**JOB:** Turn the records from the start through the line containing "[103,49,116,64]" into a two-column CSV with the headers label_request and bounding_boxes. Use one row per labeling instruction, put each field in quotes, replace line breaks with spaces, and leave out the pictures.

**EXTRACTED ENTRIES:**
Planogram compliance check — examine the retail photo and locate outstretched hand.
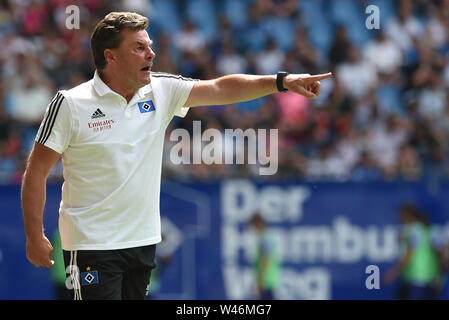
[284,72,332,99]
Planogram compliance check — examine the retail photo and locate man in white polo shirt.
[22,12,331,299]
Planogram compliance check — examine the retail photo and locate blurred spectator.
[217,39,248,75]
[336,46,377,98]
[173,20,206,55]
[249,214,281,300]
[384,203,439,300]
[254,38,284,74]
[386,0,424,52]
[364,30,402,75]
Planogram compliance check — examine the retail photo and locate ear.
[103,49,116,64]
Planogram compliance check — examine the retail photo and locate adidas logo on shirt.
[91,108,106,119]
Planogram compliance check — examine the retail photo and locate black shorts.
[63,245,156,300]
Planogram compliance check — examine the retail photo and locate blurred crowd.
[0,0,449,183]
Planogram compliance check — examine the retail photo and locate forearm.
[185,74,278,107]
[22,171,46,239]
[216,74,278,104]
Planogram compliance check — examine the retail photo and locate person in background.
[384,203,440,300]
[50,229,70,300]
[250,213,281,300]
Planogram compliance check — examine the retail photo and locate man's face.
[111,29,156,89]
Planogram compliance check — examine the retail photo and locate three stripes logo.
[91,108,106,119]
[37,92,64,144]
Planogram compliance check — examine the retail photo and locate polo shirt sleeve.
[35,92,72,154]
[161,76,198,120]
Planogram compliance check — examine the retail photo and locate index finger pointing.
[306,72,332,81]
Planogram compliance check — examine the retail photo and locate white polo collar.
[93,70,153,99]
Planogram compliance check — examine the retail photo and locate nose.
[147,47,156,60]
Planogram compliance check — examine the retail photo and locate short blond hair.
[90,12,148,70]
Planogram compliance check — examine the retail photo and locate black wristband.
[276,71,288,92]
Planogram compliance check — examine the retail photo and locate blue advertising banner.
[0,180,449,299]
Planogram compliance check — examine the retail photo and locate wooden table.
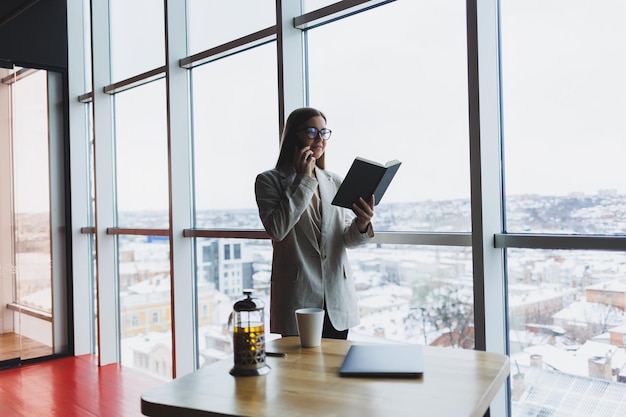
[141,337,509,417]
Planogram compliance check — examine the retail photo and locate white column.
[91,0,120,365]
[67,1,95,355]
[165,0,198,377]
[276,0,308,129]
[467,0,508,416]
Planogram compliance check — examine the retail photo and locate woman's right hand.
[293,146,315,177]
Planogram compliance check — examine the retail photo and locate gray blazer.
[255,167,373,335]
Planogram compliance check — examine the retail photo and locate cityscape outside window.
[57,0,626,417]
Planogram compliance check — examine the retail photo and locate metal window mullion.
[165,0,199,377]
[91,0,120,365]
[276,0,307,127]
[466,0,510,416]
[293,0,395,30]
[494,233,626,251]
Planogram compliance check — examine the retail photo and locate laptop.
[339,344,424,378]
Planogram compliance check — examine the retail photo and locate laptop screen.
[339,344,424,378]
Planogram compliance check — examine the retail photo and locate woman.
[255,107,374,339]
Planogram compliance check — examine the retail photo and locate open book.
[332,157,401,208]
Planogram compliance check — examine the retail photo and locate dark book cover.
[332,157,401,209]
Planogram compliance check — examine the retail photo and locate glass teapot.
[228,290,270,376]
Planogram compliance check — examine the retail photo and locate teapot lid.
[233,289,265,311]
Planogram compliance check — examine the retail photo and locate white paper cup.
[296,308,325,347]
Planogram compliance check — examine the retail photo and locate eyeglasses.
[300,127,333,140]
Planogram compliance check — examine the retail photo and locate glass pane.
[196,239,474,366]
[187,0,276,55]
[192,43,279,229]
[196,239,272,367]
[308,0,471,232]
[0,69,56,360]
[109,0,165,82]
[118,236,172,379]
[348,244,474,349]
[501,0,626,234]
[115,79,169,228]
[13,71,53,359]
[507,249,626,417]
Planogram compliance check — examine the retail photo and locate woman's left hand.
[352,194,375,233]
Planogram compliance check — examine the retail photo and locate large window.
[307,1,470,232]
[0,68,68,367]
[191,43,279,229]
[66,0,626,417]
[500,0,626,416]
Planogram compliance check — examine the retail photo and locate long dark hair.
[276,107,326,169]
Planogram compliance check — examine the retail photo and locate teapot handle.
[228,312,234,338]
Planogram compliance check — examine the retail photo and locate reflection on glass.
[507,249,626,416]
[115,80,169,228]
[192,43,279,229]
[109,0,165,82]
[187,0,276,55]
[308,1,471,232]
[118,236,172,379]
[501,0,626,234]
[0,69,56,361]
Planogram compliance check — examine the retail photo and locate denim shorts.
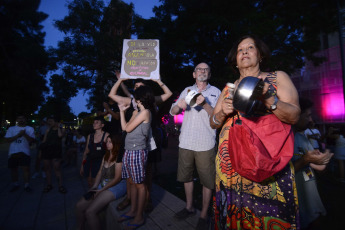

**ANSWER TO THE TASK:**
label_request,bounding_boxes
"Planogram compliance check — examine the retail photo and locate outstretched hand.","[284,72,332,99]"
"Planogram compliance check — examine the retail photo and locate man in white polo shirt.","[22,12,331,299]"
"Planogram compliance check — examine the retail photo and locate blurred spectator.","[217,39,248,75] [336,46,377,98] [173,20,206,55] [249,214,281,300] [384,203,439,300] [254,38,284,74] [386,0,424,52] [364,30,402,75]"
"Planogram compliance check — examine the retail photo and locate ear.","[103,49,116,64]"